■ WHAT THIS TASK INVOLVES:
Rewrite every line of the listing below, but raise each coordinate in the answer points by 79, leaving the sample pairs and all other lines unchanged. Leave out the pictures.

╭─ MATERIAL SHOWN

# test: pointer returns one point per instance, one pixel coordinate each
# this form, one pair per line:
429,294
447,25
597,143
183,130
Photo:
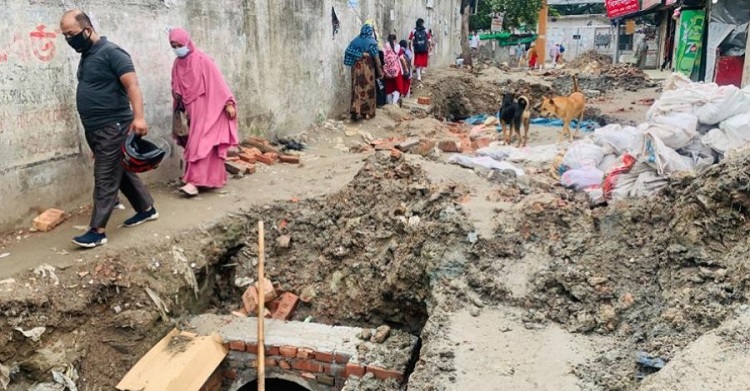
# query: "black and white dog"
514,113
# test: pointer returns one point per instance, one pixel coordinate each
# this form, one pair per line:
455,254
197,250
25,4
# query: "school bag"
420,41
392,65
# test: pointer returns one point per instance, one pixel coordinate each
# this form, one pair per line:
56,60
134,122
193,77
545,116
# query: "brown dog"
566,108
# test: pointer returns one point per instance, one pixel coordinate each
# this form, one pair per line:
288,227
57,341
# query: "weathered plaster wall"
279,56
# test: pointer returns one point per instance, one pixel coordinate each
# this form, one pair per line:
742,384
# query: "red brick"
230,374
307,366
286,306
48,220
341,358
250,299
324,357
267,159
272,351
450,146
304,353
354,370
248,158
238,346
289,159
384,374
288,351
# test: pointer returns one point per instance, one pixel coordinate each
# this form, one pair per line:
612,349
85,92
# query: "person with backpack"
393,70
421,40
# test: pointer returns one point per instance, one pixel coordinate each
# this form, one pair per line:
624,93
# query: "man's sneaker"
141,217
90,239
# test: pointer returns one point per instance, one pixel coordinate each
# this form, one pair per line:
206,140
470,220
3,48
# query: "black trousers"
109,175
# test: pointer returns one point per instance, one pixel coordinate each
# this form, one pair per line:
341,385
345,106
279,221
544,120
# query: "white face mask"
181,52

╰─

■ RESULT OF THIS TASK:
# test: pointer returns one point per instance, one pixel coordinate each
# this form, one pair per line:
429,294
447,25
597,143
183,130
Photo:
# query: "black and white dog"
593,192
# test: pointer returns one point per instance, one pixel coordinate each
# this form, one pair per line:
455,254
197,250
25,4
# query: "school bag"
499,120
471,144
# test: pointer returns one point per instance, one pixel coordinate each
# this form, one pair per line:
56,60
134,122
193,77
545,116
# query: "brown dog"
645,187
# test: pointer returns one point per instance, one pixel coordinate each
# this form, one pair per line:
288,227
57,341
# query: "weathered plaster wall"
358,135
# test: pointer returns one point per instance, one pixel coordinate each
# this form, one pair per line:
742,384
# query: "red brick"
309,453
386,445
365,385
127,299
420,437
329,378
403,436
346,238
351,430
529,225
383,432
433,449
327,237
317,425
368,238
463,453
367,430
# test: pointer returns one point per instance, one pixel coordinate each
# this form, one pair per line:
612,349
85,92
# query: "person with backpack"
472,149
500,119
# test: pointer returns one point per instance, one pixel coordinate each
# this form, one pair per line:
624,93
# query: "man's sneaker"
220,296
169,318
# test: pointer returns one point per instance, one pixel coordinate each
# this form, one pair per line:
206,140
470,220
3,48
# query: "black trousers"
188,254
# test: pointer returns one point per instance, one pixel coordinate each
# this form, one pair per line:
341,385
345,106
279,221
544,120
# query: "white face mask"
260,131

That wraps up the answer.